_GIVEN EXERCISE_. Write the next part of the forum thread about spooling Sufix Siege line onto a Penn 525mag reel, starting after its final post.

_TEXT EXCERPT_.
========================================================================

# Sufix Siege - again



## Newsjeff (Jul 22, 2004)

I just had my Penn 525mag spooled with 17lbs. Sufix Siege. I ran into the same problem with the Siege on this reel as I did last year with Tri Plus. Both .40 diameter (maybe .41??). Last year the guy at the B&T said only 200 yards would fit on the reel.
http://www.pierandsurf.com/forum/showthread.php?t=12798&highlight=penn+525mag+sufix
This time the B&T guy (a different guy than last year) told me the same thing. At first he stopped at 190 yards. I told him to keep going. At 225 yards, he said that's it. 
Honestly, I think another 25 yards would fit, but that would be one FULL spool.
I'm sure casting that reel with such a full spool is gonna mean more magnet control. I finally found a balance with line/magnet control last year. I guess I'm gonna have to figure it out again this year.
By the way, if you plan on using the Siege make sure you use lots of spit on your knots.


----------



## surf rat (Jun 30, 2004)

*suffix*

That's why I suggested that you use Gamygatsu. You can get 275 to 300 yards of 20 lb gami on your 525.You are goeing to get spooled by a cobia with 200 yards of line.I would think you could pack about 250 of 17 suffix on a 525 penn.

========================================================================

_DATA SUPPLIED_.
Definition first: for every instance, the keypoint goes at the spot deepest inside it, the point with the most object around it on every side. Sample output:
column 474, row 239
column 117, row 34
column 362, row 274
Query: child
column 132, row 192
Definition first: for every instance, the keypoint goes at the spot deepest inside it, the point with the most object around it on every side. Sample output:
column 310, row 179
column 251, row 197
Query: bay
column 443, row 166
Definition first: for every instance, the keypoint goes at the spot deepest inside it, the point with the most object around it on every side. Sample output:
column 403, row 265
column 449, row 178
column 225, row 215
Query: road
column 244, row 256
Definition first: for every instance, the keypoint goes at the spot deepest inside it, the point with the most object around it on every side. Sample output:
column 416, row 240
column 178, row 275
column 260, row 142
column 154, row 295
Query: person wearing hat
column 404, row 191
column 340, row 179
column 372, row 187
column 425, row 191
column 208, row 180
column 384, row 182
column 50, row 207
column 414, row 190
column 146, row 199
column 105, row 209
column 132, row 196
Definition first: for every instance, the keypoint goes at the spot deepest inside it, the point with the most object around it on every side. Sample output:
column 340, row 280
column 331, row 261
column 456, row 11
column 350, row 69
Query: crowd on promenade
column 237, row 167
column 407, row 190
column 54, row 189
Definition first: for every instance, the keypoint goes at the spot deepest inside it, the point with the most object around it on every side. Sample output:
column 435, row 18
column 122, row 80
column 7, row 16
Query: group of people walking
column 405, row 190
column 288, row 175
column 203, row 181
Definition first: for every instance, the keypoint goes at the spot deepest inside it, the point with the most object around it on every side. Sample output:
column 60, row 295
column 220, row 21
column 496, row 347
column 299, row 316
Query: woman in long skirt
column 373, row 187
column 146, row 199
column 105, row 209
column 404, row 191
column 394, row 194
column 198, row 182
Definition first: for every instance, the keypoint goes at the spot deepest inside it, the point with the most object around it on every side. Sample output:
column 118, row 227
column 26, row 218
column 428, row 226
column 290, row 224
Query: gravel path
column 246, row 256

========================================================================

_ANSWER BELOW_.
----------



## NTKG (Aug 16, 2003)

rat, 

you got a hookup where i can get me some of that stuff??

neil


----------



## surf rat (Jun 30, 2004)

*ntkg*

I get it from Ryan at Hatteras Jacks in Rodanthe N.C.


----------



## Cdog (Mar 18, 2002)

Why screw around with a cobe with 17# test anyway????


----------



## ribs54 (Mar 27, 2004)

17 lb test is a little to light for me also whit suif i have a very powerful cast and when i was tossing 17 i broke off alot. i switched to 20 and i am haveing no problem now


----------



## AL_N_VB (Apr 3, 2002)

Cdog said:


> Why screw around with a cobe with 17# test anyway????



guess playin with the devil is better than bein in Hell


----------



## Cdog (Mar 18, 2002)

Nserch4Drum said:


> guess playin with the devil is better than bein in Hell


Keep playing with th devil and ya eventually gonna get burned!


----------



## NTKG (Aug 16, 2003)

the devils alright man if u give him a coupla gaffs on his side and a beer for when he's sittin on your cooler(marinade).


ribs, you using a shockleader? that should be the part that breaks bud not your running line.



neil


----------



## dickyboy77 (Dec 30, 2002)

*sufix 17lb.*

All i use is sufix 17 tri. Never had a proble with throing or landing anything. That shark i caught and fought for 45 mins was on 17. also have caught some big rays off of kitty hawk pier that were well over 100lbs on it. So i think 17 is good enough for a 50-70lb cobia.
db77


----------



## CrawFish (Sep 23, 2003)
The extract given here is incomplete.